Point labeling examples

========================================

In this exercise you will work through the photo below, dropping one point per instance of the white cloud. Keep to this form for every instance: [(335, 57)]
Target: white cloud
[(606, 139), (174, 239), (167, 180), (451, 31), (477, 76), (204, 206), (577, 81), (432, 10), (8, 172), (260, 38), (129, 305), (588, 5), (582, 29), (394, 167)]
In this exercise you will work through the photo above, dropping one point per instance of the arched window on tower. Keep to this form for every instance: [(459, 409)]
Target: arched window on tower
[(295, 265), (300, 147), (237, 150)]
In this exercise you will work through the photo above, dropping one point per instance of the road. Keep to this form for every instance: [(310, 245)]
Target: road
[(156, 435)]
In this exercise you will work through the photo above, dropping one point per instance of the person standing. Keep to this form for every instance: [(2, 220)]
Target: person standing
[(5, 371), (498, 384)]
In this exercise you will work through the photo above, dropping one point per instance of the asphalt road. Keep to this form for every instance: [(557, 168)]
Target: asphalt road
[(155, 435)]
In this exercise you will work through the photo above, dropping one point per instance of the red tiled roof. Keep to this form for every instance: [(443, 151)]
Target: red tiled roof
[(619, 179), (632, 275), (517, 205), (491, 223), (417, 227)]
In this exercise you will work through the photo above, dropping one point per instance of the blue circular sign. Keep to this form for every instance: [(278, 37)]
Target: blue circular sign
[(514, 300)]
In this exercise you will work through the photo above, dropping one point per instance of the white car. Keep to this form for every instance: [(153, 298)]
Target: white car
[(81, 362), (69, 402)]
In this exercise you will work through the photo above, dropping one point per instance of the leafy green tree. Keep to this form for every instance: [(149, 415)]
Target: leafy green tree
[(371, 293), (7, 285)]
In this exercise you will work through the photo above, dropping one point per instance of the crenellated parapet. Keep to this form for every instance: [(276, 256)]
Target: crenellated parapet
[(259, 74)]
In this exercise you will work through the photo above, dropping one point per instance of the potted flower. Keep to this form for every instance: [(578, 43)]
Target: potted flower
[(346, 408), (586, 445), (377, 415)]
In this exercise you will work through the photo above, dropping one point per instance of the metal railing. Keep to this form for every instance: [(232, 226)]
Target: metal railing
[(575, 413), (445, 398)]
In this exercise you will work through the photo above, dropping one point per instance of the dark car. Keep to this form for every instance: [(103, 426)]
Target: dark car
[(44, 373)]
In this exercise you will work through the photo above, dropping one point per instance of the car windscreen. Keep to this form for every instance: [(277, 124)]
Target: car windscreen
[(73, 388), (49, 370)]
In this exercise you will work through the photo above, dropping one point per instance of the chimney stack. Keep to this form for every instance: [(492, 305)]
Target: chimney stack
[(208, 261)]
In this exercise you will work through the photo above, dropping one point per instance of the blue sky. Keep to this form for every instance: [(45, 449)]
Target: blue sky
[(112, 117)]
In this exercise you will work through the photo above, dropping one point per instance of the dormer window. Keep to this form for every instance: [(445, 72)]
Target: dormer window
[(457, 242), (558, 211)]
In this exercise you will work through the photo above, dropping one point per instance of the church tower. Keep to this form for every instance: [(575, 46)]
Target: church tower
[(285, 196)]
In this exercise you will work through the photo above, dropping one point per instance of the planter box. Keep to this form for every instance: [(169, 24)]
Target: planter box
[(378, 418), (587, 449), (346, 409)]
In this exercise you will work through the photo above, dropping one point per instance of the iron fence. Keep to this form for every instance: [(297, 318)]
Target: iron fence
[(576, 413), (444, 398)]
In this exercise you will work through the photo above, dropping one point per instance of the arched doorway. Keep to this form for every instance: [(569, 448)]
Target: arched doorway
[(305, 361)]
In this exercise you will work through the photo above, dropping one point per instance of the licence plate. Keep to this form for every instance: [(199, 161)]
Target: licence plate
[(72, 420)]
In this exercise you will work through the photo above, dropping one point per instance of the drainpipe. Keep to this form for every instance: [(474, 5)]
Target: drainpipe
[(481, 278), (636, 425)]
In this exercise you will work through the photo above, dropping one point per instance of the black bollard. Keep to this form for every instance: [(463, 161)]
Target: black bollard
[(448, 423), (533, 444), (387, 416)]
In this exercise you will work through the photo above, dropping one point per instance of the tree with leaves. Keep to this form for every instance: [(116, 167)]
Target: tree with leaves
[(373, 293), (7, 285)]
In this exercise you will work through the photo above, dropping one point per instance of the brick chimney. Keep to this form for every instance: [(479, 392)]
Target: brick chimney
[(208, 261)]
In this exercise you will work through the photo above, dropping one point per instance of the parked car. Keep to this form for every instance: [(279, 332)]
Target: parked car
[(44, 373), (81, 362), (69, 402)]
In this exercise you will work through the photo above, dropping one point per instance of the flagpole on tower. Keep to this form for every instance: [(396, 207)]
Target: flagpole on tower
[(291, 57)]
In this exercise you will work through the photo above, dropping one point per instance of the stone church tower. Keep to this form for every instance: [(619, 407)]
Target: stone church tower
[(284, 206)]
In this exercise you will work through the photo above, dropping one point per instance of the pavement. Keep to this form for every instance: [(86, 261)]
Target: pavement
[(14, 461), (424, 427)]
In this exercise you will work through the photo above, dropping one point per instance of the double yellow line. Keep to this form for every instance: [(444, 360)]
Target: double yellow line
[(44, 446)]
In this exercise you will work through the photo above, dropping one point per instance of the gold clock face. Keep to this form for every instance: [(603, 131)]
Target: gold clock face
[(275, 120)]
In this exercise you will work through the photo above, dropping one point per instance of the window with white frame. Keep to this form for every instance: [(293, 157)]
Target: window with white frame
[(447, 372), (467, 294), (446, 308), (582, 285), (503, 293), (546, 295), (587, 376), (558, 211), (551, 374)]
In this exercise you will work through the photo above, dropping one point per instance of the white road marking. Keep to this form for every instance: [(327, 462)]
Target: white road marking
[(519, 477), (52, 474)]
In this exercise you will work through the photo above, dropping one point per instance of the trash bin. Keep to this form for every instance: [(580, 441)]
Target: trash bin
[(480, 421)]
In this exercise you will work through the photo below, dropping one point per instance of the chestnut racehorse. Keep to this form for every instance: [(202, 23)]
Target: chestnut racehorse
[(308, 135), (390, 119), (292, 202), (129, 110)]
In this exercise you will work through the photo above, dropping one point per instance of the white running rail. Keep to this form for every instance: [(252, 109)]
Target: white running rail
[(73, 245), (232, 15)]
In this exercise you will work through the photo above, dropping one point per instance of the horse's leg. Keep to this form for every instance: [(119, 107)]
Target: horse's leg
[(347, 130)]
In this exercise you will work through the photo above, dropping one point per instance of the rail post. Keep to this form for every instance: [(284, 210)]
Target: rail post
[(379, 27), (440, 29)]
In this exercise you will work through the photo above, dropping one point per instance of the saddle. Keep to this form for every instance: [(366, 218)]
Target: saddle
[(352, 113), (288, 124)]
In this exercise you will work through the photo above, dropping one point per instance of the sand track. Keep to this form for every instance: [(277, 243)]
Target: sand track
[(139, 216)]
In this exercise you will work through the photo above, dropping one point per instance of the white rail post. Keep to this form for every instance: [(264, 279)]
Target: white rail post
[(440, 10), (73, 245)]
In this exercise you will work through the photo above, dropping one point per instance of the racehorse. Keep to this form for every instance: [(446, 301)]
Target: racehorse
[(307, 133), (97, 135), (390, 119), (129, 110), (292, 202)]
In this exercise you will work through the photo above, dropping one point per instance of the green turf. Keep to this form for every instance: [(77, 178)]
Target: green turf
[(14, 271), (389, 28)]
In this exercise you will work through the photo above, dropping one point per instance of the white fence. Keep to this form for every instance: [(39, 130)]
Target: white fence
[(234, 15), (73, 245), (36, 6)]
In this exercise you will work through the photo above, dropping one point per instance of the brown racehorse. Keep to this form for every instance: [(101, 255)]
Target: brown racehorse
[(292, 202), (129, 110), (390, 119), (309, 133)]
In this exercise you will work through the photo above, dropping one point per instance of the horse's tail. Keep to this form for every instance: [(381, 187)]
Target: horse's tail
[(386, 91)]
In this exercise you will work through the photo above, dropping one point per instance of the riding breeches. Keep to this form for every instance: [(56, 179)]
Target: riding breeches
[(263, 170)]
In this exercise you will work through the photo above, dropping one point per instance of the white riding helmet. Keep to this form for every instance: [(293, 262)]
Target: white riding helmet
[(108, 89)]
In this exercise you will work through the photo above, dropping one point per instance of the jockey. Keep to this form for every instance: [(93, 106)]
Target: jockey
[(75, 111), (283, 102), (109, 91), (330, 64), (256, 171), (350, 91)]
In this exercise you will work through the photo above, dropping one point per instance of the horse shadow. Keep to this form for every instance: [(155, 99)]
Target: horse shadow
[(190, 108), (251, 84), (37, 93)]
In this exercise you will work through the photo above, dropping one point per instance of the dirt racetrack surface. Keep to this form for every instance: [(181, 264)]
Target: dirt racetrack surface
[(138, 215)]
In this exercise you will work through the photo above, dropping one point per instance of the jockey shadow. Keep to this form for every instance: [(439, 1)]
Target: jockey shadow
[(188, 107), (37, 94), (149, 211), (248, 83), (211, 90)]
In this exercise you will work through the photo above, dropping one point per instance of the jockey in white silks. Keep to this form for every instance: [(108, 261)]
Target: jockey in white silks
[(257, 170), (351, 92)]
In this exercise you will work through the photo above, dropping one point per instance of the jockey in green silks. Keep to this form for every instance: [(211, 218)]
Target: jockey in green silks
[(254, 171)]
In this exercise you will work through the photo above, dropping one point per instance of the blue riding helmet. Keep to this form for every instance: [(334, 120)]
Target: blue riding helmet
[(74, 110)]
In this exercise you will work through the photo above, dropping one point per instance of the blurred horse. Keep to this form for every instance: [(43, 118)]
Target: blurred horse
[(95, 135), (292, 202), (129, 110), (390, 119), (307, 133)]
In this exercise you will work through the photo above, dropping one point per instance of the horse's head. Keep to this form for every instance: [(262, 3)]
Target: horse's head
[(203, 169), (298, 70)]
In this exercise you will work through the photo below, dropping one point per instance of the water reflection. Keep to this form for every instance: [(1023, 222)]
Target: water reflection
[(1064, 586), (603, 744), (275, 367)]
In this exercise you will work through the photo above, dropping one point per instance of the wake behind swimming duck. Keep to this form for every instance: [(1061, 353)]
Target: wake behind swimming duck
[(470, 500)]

========================================

WORK REQUIRED: Lines from the one containing "instance: [(334, 120)]" through the final line are to be given again verbatim, with nothing before or after.

RIGHT ANSWER:
In this exercise you will work through the photo above, dropping one point per instance of the blue riding helmet. Keep to this form for every instance: [(334, 120)]
Target: blue riding helmet
[(74, 110)]
In this exercise you will work through the photo above, dropping one point per instance of the blurred horse. Keep to this form for every instance: [(43, 118)]
Target: blurred horse
[(95, 135), (292, 202), (129, 110), (390, 119), (307, 133)]
In this exercise you will work through the photo above, dropping one point per instance of the horse's head. Keep to this form for every instance: [(262, 3)]
Target: horse's head
[(203, 169), (298, 70)]
In this exercise you will work through the photo below, dropping one point per instance of the water reflection. Keep to this form for every instance: [(1023, 222)]
Target: water reflection
[(1064, 586), (603, 744), (275, 367)]
In this exercise you will work through the photo above, dropping one point per instance of the wake behind swimming duck. Keep to this form for every instance: [(1061, 353)]
Target: wake behind swimming duck
[(470, 500)]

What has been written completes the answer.